JOB: Copy the listing below line for line, keeping every word and character unchanged.

RAW RECORDS:
....

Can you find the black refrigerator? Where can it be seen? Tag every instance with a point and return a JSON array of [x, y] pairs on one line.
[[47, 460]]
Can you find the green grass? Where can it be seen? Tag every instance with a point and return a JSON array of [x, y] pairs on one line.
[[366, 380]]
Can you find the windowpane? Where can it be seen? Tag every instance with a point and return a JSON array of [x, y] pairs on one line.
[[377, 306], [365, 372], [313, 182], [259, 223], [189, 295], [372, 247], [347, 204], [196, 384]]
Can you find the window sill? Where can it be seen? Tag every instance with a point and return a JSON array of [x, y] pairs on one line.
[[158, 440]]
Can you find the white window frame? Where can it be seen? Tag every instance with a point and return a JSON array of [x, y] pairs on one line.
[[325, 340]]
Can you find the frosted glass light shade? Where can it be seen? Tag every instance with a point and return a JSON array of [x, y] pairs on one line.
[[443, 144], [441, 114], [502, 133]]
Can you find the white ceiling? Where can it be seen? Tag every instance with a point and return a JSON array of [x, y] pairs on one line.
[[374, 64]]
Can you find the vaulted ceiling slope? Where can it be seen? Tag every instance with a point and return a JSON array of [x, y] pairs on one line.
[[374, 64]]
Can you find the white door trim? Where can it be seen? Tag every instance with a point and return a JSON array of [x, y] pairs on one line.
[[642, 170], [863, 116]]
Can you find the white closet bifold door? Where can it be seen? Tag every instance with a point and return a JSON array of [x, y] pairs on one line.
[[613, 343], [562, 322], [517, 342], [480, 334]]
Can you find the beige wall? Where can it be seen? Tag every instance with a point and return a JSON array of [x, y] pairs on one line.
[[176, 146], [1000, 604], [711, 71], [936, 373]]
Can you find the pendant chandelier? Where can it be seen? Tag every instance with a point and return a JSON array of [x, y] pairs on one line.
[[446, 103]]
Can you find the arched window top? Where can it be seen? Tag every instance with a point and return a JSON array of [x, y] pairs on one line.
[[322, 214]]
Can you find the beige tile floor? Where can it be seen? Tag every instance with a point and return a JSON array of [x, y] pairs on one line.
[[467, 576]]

....

FINISHED EXERCISE:
Can you find the black refrigerator? Where can it be seen? Tag every instance with a point and return a JSON array of [x, y] pairs on one line.
[[47, 460]]
Can you find the green grass? Where can it be seen? Tag every instance with a point and return a JSON array of [x, y] pairs on one line.
[[366, 380]]
Can you find the windowpane? Where can it be seen? Tag every instance with a point and return a JSON array of [x, y] pairs on one line.
[[377, 306], [365, 372], [313, 182], [259, 223], [189, 295], [372, 247], [347, 204], [196, 384]]
Can you find the window sill? Where can it be seen? Tag every instance with a point and return a JSON array of [x, y] pairs on one line.
[[158, 440]]
Can you find the white window frame? Where can it be seen? Tag every instance with a point and return a JSON array of [x, y] pairs on one line.
[[325, 340]]
Can you find the frosted glass light shade? Where can it be seen? Tag every instance with a point and return a JSON array of [x, y] pairs on one line.
[[443, 144], [441, 114], [502, 133]]
Can you find the white ceiling? Where can it be seen? Tag every instance with a point and return a JSON array of [x, y] pairs on one line.
[[374, 64]]
Can you find the vaulted ceiling slope? Where can it be seen? Tag every instance with a point and return a JSON array of [x, y] pairs on one line.
[[374, 64]]
Can you find the white door trim? Where can it be seen? Tag every instance with a point and return a JSON array of [x, y] pairs on one line.
[[642, 170], [863, 116]]
Can you find the white closet bifold door? Where can it be seen? Tag every instance with a point and return a JSON array of [x, y] pairs on one line.
[[613, 343], [562, 322], [517, 342], [480, 334]]
Can you find the beige wall? Where can it be seen? Tag every instance with a point and return a JSON array of [x, y] pairs on one line.
[[176, 146], [1000, 604], [711, 71], [936, 373]]
Can you find the pendant chandelier? Where can it be seen? Tag every instance with a point and return a JSON array of [x, y] pairs on one line.
[[446, 103]]
Can you find the arched window top? Where can it be seen? Tag every instance with a point and return a JSON array of [x, y] pairs on one line.
[[322, 214]]
Can you find the beige tile floor? Where can it be seen? Tag every instance with a point and return a JSON array of [x, y] pairs on one line.
[[467, 576]]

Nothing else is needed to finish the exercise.